--- Dataset entries ---
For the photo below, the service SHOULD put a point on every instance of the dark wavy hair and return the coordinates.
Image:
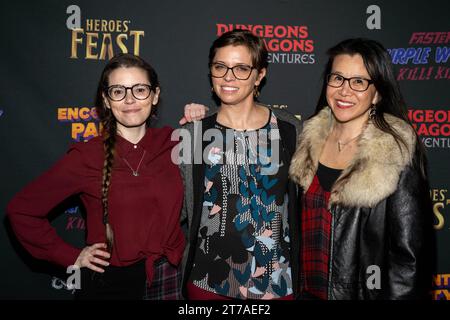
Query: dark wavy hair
(379, 66)
(109, 124)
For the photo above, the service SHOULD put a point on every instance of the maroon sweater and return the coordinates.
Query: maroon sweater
(144, 211)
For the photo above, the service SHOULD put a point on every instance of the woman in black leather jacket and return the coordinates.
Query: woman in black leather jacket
(366, 214)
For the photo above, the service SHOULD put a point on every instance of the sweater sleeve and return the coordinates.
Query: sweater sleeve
(29, 208)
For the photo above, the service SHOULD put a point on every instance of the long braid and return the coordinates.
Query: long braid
(109, 147)
(109, 125)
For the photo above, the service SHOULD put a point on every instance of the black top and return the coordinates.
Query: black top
(327, 176)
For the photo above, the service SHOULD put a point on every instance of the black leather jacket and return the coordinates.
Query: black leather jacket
(393, 239)
(381, 244)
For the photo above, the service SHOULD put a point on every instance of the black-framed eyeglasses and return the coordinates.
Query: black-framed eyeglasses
(140, 91)
(356, 83)
(240, 71)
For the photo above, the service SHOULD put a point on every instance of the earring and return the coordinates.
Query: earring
(256, 92)
(372, 112)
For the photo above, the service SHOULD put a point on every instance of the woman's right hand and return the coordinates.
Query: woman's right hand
(89, 257)
(193, 112)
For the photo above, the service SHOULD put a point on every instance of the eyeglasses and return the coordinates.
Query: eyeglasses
(118, 92)
(356, 83)
(240, 71)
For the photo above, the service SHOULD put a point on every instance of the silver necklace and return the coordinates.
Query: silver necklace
(135, 172)
(341, 145)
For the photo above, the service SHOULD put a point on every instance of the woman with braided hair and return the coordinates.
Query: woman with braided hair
(123, 178)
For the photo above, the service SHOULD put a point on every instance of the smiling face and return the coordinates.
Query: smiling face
(349, 105)
(130, 112)
(232, 91)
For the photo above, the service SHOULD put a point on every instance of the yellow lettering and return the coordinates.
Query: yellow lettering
(438, 215)
(106, 46)
(62, 114)
(136, 35)
(75, 42)
(90, 44)
(120, 43)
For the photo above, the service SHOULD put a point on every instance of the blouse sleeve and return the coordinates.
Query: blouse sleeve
(29, 208)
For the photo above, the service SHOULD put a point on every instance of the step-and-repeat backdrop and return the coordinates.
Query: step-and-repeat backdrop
(52, 54)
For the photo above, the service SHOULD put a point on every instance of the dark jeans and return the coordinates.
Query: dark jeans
(125, 283)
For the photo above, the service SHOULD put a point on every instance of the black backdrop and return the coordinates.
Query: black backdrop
(50, 72)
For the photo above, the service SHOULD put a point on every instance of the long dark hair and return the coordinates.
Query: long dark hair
(378, 64)
(109, 125)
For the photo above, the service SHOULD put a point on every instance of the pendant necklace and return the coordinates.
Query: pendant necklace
(135, 172)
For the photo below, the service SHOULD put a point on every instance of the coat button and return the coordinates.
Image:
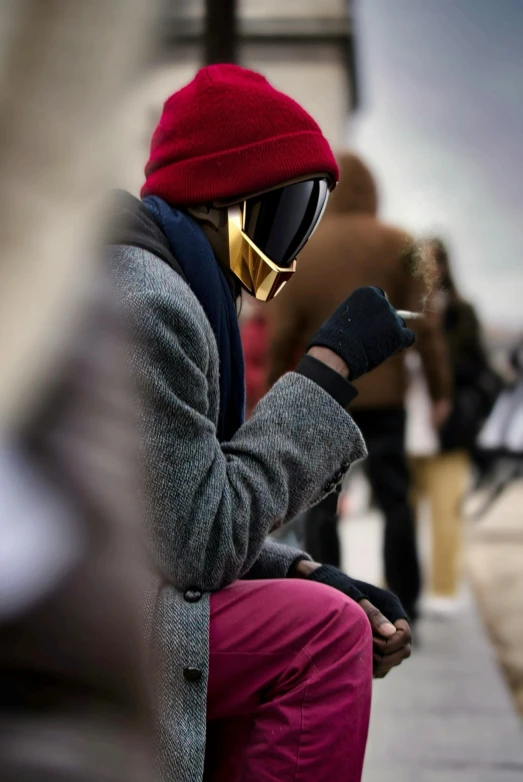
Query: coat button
(192, 674)
(192, 595)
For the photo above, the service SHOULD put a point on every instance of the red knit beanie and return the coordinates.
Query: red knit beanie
(228, 134)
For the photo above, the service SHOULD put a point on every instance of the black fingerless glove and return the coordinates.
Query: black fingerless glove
(364, 331)
(382, 599)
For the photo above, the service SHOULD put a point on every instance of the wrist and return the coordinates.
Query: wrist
(330, 358)
(304, 568)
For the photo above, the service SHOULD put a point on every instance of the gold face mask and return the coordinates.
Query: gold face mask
(266, 233)
(257, 273)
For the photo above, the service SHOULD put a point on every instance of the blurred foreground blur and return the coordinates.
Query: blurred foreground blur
(73, 702)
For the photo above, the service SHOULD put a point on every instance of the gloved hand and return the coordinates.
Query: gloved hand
(391, 633)
(364, 331)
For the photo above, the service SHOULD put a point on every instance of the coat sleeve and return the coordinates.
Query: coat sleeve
(211, 505)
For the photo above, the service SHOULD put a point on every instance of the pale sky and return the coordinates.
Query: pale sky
(441, 125)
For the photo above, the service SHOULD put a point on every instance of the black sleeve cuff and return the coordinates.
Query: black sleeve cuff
(331, 381)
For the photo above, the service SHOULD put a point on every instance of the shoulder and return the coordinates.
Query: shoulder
(158, 300)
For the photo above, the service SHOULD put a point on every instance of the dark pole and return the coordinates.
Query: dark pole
(220, 31)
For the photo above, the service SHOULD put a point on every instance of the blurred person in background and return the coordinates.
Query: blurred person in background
(265, 657)
(442, 455)
(352, 248)
(255, 340)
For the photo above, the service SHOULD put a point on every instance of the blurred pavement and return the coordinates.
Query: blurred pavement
(445, 715)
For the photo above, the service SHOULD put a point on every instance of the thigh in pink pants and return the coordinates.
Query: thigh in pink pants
(289, 684)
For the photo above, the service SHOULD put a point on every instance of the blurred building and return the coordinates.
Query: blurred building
(304, 47)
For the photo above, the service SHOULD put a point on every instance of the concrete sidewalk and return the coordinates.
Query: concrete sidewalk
(445, 715)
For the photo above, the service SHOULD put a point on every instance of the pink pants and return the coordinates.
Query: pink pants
(289, 684)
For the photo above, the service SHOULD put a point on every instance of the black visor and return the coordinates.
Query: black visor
(280, 222)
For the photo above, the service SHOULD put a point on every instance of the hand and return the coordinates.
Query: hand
(391, 639)
(329, 357)
(391, 642)
(440, 412)
(364, 331)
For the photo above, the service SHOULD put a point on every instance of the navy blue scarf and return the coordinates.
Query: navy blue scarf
(207, 281)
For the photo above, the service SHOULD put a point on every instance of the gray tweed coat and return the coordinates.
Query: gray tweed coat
(211, 506)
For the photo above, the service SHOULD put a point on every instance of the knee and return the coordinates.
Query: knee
(337, 617)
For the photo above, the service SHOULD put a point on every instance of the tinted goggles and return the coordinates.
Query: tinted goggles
(281, 221)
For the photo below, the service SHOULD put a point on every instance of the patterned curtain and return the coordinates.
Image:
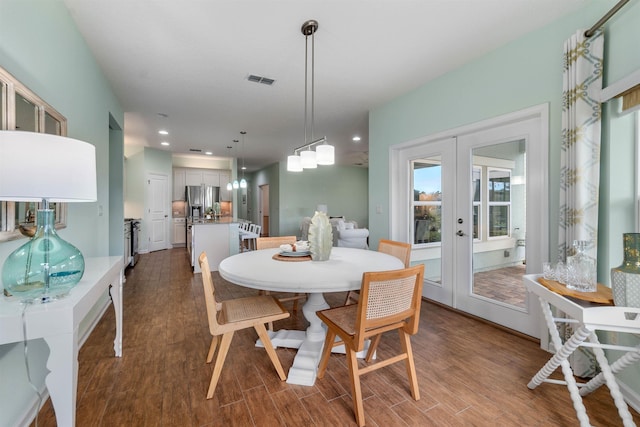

--- Activity ---
Each line that holds the string "below" is to be copied from the entries above.

--- Result for this exercise ---
For the photo below, the service SHOULD put a point on every instance of the dark wavy hair and return the coordinates.
For the photo below, the service SHOULD put a point on every instance of the coat button and return the coordinates.
For the photo below, the service SHOULD put a point on every instance of the patterned curtain and return the coordinates.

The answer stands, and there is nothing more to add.